↓↓↓

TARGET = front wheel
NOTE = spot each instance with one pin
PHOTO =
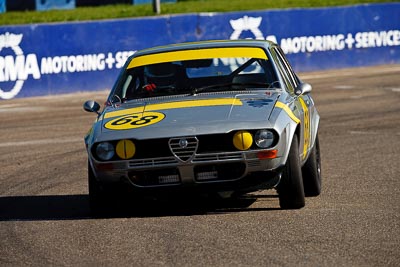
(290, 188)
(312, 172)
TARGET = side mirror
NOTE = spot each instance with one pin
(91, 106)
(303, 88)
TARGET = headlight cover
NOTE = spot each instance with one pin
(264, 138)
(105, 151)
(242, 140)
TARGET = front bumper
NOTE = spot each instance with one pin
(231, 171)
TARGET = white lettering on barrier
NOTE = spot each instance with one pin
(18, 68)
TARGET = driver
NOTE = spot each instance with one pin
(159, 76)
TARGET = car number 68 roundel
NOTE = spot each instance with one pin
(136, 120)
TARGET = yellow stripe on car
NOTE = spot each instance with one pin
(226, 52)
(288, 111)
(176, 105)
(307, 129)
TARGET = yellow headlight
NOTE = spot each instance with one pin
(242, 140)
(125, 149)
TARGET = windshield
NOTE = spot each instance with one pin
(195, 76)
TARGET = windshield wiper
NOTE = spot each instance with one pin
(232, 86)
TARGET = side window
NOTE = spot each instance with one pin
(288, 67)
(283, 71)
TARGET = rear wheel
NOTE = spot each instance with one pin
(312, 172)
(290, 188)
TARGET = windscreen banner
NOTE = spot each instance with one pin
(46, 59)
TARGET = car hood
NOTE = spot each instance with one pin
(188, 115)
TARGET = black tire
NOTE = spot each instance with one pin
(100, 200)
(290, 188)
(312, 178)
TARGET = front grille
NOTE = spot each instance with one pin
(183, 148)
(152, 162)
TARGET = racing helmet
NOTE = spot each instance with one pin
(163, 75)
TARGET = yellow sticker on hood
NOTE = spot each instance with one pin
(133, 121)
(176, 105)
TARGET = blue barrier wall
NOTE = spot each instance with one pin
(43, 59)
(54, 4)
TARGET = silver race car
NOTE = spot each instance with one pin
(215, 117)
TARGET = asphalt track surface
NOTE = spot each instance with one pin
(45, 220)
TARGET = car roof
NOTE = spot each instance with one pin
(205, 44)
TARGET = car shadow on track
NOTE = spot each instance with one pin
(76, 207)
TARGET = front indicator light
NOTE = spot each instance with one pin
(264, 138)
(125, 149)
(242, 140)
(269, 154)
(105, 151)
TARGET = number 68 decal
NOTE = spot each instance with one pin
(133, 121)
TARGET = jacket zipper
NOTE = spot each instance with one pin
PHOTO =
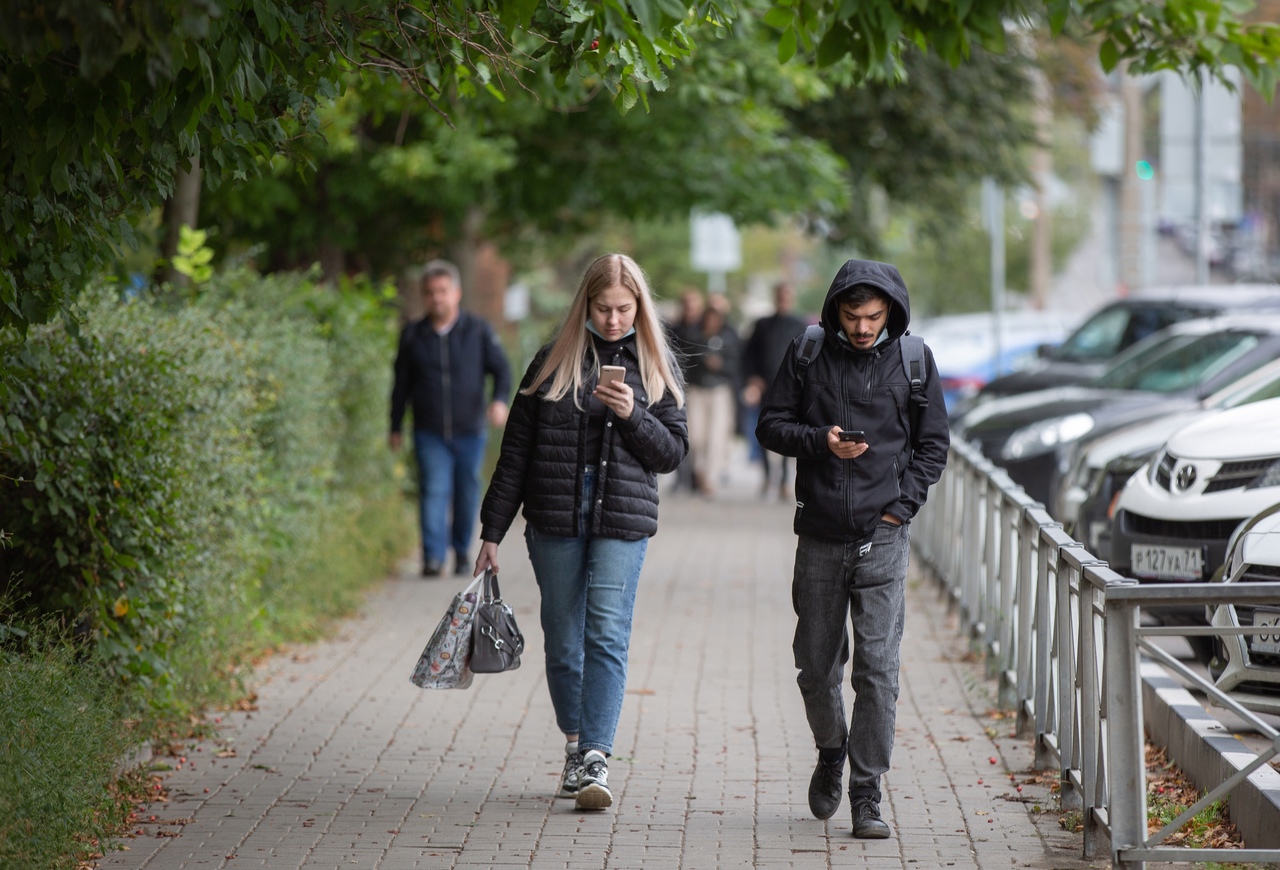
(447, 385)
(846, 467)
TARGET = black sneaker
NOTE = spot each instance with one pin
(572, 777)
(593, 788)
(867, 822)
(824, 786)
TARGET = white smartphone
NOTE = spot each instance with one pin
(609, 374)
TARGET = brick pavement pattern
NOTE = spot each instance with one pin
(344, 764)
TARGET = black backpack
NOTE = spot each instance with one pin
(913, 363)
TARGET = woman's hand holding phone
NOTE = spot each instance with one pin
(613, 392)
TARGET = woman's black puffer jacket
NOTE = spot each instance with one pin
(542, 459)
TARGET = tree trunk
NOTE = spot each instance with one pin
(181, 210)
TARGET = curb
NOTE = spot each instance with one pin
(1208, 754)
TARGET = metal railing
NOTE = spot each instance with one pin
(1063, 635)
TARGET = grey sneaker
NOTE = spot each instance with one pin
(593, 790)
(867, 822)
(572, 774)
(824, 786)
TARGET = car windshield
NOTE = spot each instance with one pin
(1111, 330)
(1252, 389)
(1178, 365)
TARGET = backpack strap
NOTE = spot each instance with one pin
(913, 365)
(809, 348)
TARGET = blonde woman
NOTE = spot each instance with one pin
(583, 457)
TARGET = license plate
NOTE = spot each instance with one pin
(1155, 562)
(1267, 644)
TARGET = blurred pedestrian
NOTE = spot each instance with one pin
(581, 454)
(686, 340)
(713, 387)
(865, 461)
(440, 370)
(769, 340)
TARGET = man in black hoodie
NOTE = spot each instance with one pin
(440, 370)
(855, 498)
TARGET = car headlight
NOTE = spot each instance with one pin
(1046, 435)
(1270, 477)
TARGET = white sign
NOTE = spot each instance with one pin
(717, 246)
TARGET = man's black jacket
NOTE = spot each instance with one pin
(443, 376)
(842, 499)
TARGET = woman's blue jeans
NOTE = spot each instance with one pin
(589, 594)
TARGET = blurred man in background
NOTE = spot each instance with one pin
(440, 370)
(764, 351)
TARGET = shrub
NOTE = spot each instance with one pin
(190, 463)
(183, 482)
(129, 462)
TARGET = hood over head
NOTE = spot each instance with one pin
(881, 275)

↑↑↑
↓↓↓

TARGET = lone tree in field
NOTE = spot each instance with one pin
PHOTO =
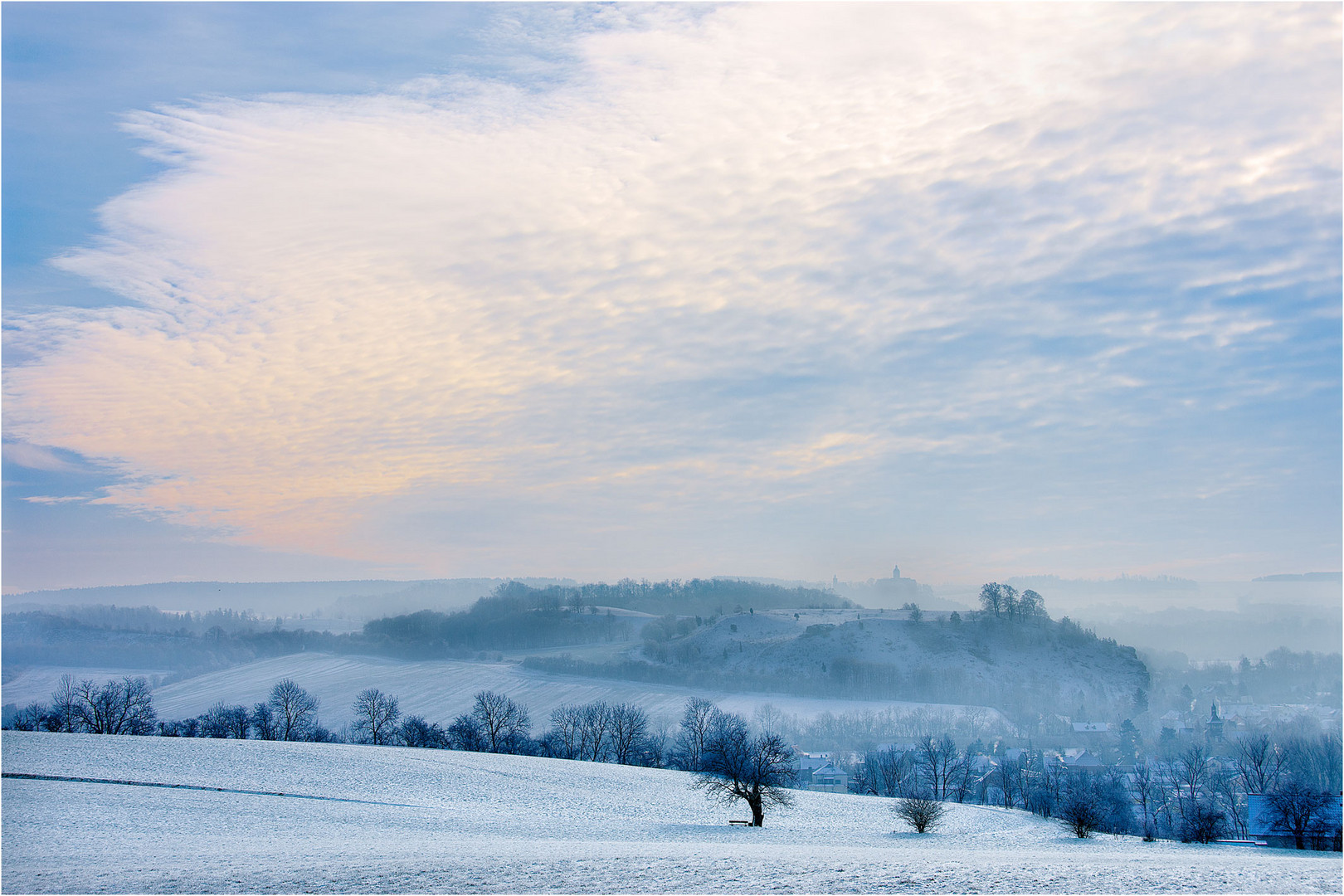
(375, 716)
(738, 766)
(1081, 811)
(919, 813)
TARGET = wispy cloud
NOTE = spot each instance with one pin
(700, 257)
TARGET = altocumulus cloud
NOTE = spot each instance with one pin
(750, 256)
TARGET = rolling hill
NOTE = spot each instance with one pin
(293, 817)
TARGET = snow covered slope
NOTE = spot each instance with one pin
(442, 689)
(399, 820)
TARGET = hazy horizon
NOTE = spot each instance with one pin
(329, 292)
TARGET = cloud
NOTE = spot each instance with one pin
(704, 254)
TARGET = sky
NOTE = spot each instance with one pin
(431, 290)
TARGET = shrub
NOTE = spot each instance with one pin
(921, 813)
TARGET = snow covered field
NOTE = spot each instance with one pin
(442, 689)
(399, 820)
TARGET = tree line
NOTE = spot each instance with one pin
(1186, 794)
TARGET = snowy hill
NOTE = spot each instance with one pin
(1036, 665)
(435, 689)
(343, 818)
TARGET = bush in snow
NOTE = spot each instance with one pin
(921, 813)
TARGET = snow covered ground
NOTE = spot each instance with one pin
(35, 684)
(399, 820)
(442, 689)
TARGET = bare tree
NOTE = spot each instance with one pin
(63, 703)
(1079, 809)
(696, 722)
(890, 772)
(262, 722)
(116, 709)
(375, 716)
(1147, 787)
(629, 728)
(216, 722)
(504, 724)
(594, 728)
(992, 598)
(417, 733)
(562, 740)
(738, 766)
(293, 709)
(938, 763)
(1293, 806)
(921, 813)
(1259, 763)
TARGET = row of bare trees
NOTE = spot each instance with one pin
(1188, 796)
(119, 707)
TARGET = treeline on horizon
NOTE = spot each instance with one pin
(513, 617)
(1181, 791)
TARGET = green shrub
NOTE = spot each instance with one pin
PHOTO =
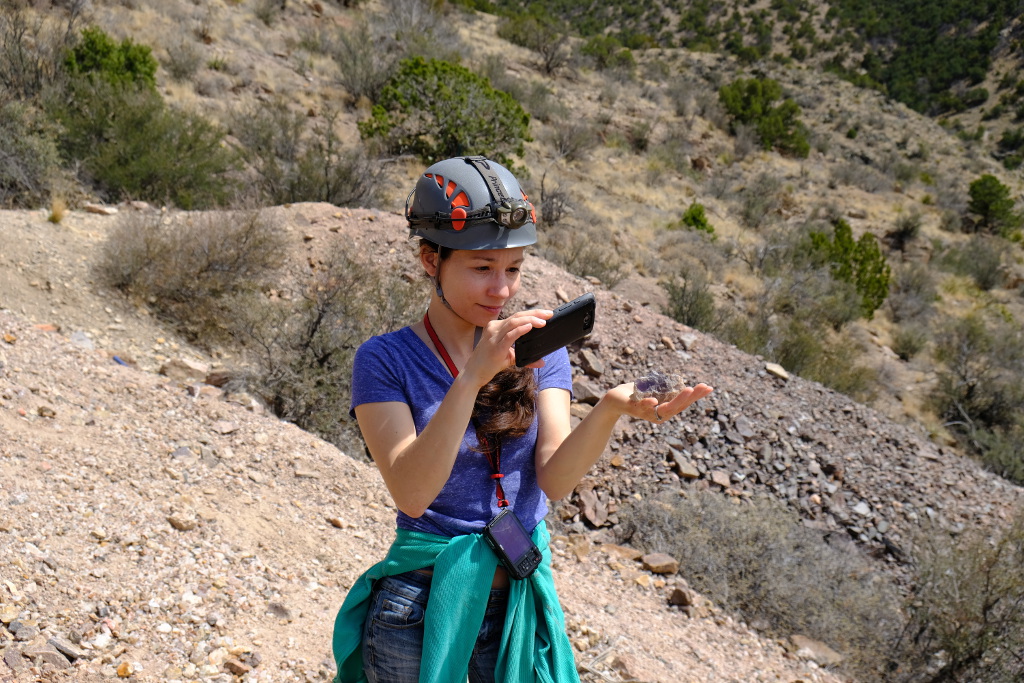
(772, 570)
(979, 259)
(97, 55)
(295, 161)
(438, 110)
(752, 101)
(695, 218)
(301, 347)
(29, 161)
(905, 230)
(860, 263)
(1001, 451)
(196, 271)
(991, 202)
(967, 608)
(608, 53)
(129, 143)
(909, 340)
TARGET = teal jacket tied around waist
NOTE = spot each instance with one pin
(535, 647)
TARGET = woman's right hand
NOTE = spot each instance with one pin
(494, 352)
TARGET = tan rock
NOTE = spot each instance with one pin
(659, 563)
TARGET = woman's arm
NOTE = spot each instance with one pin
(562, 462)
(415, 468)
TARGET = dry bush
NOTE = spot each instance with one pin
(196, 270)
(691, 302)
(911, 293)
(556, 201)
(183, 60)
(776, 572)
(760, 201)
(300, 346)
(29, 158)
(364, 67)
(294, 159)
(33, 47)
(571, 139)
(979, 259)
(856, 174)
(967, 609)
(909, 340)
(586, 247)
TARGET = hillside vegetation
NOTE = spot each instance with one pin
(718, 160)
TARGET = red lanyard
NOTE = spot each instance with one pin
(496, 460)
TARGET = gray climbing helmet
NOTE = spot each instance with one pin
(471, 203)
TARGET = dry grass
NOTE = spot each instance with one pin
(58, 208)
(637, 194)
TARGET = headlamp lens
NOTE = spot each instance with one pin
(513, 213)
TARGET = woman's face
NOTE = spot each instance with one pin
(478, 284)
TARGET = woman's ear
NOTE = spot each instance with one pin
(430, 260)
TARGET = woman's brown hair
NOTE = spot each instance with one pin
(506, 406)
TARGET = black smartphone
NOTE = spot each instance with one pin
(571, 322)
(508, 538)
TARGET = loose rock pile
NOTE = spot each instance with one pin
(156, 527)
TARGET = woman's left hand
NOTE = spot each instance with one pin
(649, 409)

↑↑↑
↓↓↓

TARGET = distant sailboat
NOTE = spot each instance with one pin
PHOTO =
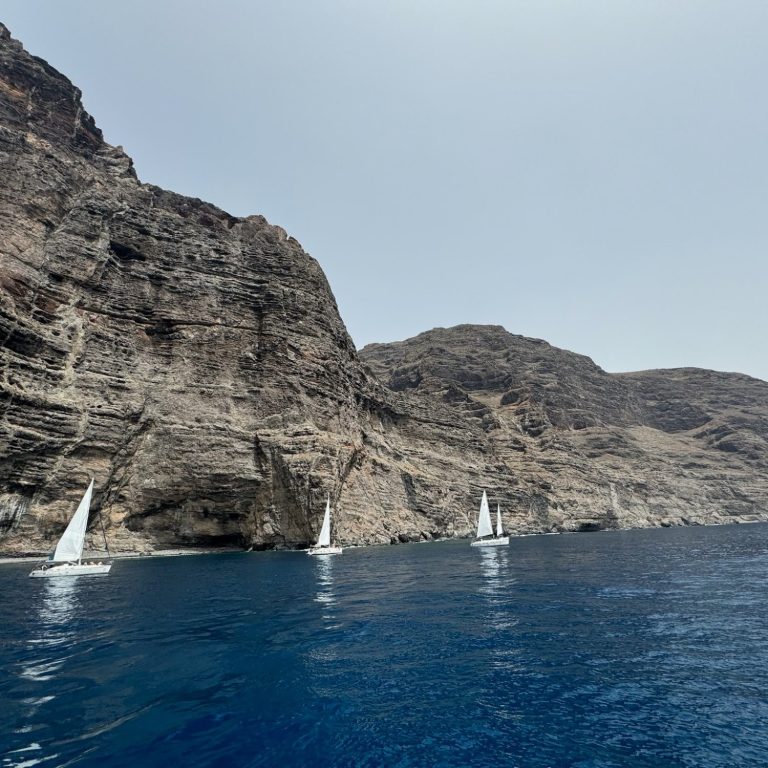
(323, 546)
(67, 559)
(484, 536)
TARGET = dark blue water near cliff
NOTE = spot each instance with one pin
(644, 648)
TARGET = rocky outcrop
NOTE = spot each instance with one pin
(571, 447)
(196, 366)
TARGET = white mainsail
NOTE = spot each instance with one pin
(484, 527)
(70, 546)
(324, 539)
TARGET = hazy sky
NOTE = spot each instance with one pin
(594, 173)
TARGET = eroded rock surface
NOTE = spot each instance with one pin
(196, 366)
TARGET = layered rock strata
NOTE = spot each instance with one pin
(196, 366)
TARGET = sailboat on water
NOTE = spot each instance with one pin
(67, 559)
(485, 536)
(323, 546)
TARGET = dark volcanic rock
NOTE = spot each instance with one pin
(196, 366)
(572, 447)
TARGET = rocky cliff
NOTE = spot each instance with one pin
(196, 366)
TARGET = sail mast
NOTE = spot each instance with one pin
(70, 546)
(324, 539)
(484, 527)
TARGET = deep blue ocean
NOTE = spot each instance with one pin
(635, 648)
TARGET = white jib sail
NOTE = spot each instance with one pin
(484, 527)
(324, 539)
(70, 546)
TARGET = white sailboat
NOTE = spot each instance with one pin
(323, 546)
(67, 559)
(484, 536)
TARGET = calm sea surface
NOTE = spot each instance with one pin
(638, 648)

↑↑↑

Show each line from the entries above that contains the word "wheel", copying every such line in full.

TARGET = front wheel
TARGET = rear wheel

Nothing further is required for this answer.